[Records from a data source]
^^^^^^^^

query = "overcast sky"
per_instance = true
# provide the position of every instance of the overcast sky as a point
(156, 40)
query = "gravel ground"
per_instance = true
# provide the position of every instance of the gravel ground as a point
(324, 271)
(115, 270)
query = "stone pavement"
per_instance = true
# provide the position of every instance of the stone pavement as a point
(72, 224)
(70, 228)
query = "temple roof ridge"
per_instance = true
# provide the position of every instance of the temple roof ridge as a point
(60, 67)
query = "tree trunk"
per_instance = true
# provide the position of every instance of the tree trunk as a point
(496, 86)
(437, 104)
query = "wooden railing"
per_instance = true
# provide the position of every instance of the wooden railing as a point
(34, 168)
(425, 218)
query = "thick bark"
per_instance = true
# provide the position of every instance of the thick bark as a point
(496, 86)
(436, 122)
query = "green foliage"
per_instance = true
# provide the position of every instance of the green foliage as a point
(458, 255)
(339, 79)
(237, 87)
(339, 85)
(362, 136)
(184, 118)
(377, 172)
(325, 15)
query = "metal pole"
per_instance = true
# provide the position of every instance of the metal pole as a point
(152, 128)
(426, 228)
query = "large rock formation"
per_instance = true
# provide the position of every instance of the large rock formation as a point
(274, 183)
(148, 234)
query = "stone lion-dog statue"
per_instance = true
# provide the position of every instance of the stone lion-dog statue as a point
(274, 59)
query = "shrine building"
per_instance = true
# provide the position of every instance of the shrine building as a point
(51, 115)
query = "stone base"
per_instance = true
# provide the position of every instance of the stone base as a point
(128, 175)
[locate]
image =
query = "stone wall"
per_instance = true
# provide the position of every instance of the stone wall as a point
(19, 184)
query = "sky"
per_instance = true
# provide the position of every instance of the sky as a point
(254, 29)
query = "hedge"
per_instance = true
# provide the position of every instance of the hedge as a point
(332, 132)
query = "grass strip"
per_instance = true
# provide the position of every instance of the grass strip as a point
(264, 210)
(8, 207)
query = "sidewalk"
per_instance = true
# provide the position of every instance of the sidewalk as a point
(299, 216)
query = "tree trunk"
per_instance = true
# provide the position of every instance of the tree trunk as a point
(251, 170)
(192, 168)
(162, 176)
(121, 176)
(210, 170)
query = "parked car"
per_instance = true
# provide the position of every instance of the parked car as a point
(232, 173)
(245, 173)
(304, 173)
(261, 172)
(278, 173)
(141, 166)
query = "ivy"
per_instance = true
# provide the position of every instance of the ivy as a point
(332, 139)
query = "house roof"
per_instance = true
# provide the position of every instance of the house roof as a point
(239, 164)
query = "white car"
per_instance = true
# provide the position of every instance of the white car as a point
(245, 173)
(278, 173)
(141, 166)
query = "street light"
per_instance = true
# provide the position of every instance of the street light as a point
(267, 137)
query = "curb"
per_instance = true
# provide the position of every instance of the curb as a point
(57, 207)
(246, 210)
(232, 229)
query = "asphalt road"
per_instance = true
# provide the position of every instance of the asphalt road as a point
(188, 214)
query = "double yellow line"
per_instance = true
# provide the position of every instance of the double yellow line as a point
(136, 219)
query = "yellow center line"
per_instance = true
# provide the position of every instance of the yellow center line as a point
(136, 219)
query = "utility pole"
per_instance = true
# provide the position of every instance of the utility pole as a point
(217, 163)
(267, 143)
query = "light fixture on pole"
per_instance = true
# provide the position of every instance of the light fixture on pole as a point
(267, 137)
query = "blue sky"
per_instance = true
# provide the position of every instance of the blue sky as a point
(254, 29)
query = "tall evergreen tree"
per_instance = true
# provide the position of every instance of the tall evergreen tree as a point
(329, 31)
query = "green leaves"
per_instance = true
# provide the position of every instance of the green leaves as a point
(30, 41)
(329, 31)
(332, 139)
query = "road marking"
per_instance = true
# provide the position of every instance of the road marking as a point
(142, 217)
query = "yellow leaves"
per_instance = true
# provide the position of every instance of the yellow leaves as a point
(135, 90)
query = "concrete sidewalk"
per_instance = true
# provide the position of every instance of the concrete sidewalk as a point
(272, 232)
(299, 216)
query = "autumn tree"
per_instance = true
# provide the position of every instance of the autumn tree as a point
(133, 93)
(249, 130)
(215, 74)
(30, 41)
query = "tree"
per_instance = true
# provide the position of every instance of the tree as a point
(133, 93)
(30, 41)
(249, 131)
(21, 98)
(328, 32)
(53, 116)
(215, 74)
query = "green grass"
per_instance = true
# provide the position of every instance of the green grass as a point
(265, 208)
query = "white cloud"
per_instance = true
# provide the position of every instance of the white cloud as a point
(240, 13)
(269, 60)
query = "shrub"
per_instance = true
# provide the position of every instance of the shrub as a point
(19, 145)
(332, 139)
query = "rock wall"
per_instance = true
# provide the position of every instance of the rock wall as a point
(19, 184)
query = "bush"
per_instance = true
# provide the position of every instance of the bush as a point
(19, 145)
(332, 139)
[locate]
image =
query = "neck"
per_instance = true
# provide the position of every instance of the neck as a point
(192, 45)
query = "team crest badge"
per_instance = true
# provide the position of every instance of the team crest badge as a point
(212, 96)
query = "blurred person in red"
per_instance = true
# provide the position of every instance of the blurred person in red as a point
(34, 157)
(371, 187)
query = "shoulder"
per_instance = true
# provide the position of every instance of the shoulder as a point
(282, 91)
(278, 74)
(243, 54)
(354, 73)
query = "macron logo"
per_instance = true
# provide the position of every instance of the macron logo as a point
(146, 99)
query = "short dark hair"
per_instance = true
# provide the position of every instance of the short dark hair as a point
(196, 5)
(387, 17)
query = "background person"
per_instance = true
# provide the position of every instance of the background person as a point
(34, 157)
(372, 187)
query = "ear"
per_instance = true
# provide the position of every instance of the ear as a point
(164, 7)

^^^^^^^^

» Work required
Retype the entries exactly, including every line.

» Written answer
query = "overcast sky"
per_instance = true
# provide the position of every instance of the overcast sky as a point
(156, 40)
query = "gravel ground"
per_instance = true
# provide the position of every instance of the gravel ground as a point
(324, 271)
(115, 270)
query = "stone pavement"
per_instance = true
# provide the position of every instance of the stone pavement as a point
(72, 224)
(70, 228)
query = "temple roof ridge"
per_instance = true
# provide the position of every instance of the temple roof ridge as a point
(60, 67)
query = "tree trunk"
per_instance = true
# provide the position of every instance of the tree trunk as a point
(496, 86)
(437, 104)
query = "wooden railing"
per_instance = true
# provide the position of every instance of the wooden railing as a point
(34, 168)
(425, 218)
query = "thick bark"
per_instance = true
# provide the position of every instance of the thick bark as a point
(496, 86)
(436, 122)
query = "green foliage"
per_instance = true
# provide the position of every instance of the green foliage as a point
(458, 255)
(339, 79)
(237, 87)
(339, 85)
(362, 136)
(184, 118)
(377, 172)
(325, 15)
query = "metal pole"
per_instance = true
# provide the position of every instance of the metal pole as a point
(152, 128)
(426, 228)
query = "large rock formation"
per_instance = true
# provide the position of every instance of the large rock formation as a point
(274, 183)
(148, 234)
query = "stone lion-dog statue"
per_instance = true
# provide the position of every instance of the stone lion-dog statue as a point
(274, 59)
query = "shrine building"
per_instance = true
# provide the position of every instance of the shrine building as a point
(51, 115)
query = "stone base"
per_instance = true
# provide the position of every instance of the stone base as a point
(128, 175)
[locate]
image =
query = "stone wall"
per_instance = true
# provide the position of every instance of the stone wall as a point
(19, 184)
query = "sky"
per_instance = true
# provide the position of every instance of the sky as a point
(254, 29)
query = "hedge"
per_instance = true
# provide the position of every instance of the hedge as a point
(332, 132)
query = "grass strip"
per_instance = true
# provide the position of every instance of the grass strip as a point
(264, 210)
(8, 207)
query = "sidewalk"
per_instance = true
# provide the position of every instance of the sidewalk as a point
(299, 216)
query = "tree trunk"
per_instance = true
# provide the position of every instance of the tree trunk as a point
(251, 170)
(192, 168)
(162, 176)
(121, 176)
(210, 170)
query = "parked car"
per_instance = true
# provide the position of every instance of the parked car as a point
(232, 173)
(245, 173)
(304, 173)
(261, 172)
(278, 173)
(141, 166)
query = "ivy"
per_instance = true
# provide the position of every instance of the ivy as a point
(332, 139)
query = "house roof"
per_instance = true
# provide the position of every instance of the house roof as a point
(239, 164)
query = "white car"
per_instance = true
# provide the position of every instance of the white car as a point
(245, 173)
(278, 173)
(141, 166)
query = "street light"
per_instance = true
# provide the position of every instance of the street light as a point
(267, 137)
query = "curb"
per_instance = true
# provide the position of every instance of the curb as a point
(57, 207)
(246, 210)
(232, 229)
query = "asphalt road"
per_instance = true
# provide the position of every instance of the asphalt road as a point
(188, 214)
query = "double yellow line"
per_instance = true
# provide the position of every instance of the double yellow line as a point
(136, 219)
query = "yellow center line"
per_instance = true
# provide the position of every instance of the yellow center line as a point
(136, 219)
query = "utility pole"
per_instance = true
# provide the position of every instance of the utility pole as a point
(217, 163)
(267, 143)
query = "light fixture on pole"
per_instance = true
# provide the position of every instance of the light fixture on pole as a point
(267, 137)
query = "blue sky"
per_instance = true
# provide the position of every instance of the blue sky as a point
(254, 29)
query = "tall evergreen tree"
per_instance = true
# provide the position of every instance of the tall evergreen tree as a point
(329, 31)
query = "green leaves"
per_instance = true
# provide the position of every instance of the green leaves as a point
(30, 41)
(329, 31)
(332, 139)
query = "road marking"
per_instance = true
# provide the position of every instance of the road marking as a point
(142, 217)
query = "yellow leaves"
per_instance = true
# provide the position of every instance of the yellow leaves as a point
(135, 90)
query = "concrete sidewalk"
per_instance = true
# provide the position of every instance of the concrete sidewalk as a point
(272, 232)
(299, 216)
query = "autumn tree"
per_instance = true
# provide the position of every instance of the autumn tree as a point
(133, 93)
(249, 130)
(215, 74)
(30, 41)
query = "tree"
per_instance = true
# provide the position of every instance of the tree as a point
(133, 93)
(30, 41)
(249, 131)
(21, 98)
(328, 32)
(53, 116)
(215, 74)
query = "green grass"
per_instance = true
# provide the position of every instance of the green grass as a point
(265, 208)
query = "white cloud"
per_instance = true
# provide the position of every instance of the white cloud as a point
(240, 13)
(269, 60)
query = "shrub"
per_instance = true
# provide the position of every instance of the shrub as a point
(19, 145)
(332, 139)
query = "rock wall"
per_instance = true
# provide the position of every instance of the rock wall as a point
(19, 184)
query = "bush"
per_instance = true
# provide the position of every instance of the bush as a point
(19, 145)
(332, 139)
[locate]
image =
query = "neck"
per_instance = true
# provide the position of every instance of the neck as a point
(192, 45)
query = "team crest badge"
per_instance = true
# provide the position of every instance of the team crest badge as a point
(212, 96)
query = "blurred person in red"
per_instance = true
# provide the position of every instance of the blurred person in red as a point
(34, 157)
(371, 187)
query = "shoulder"
per_instance = true
# provide the position of every instance of the shoulder as a point
(282, 91)
(278, 74)
(243, 54)
(354, 73)
query = "macron logo"
per_instance = true
# provide the position of every instance of the macron logo as a point
(146, 99)
query = "short dark hair"
per_instance = true
# provide the position of every instance of the short dark hair as a point
(196, 5)
(387, 17)
query = "background person"
per_instance = true
# provide the position of every instance of the background person as a point
(34, 157)
(372, 187)
query = "ear"
per_instance = true
# provide the position of every instance of the ear as a point
(164, 7)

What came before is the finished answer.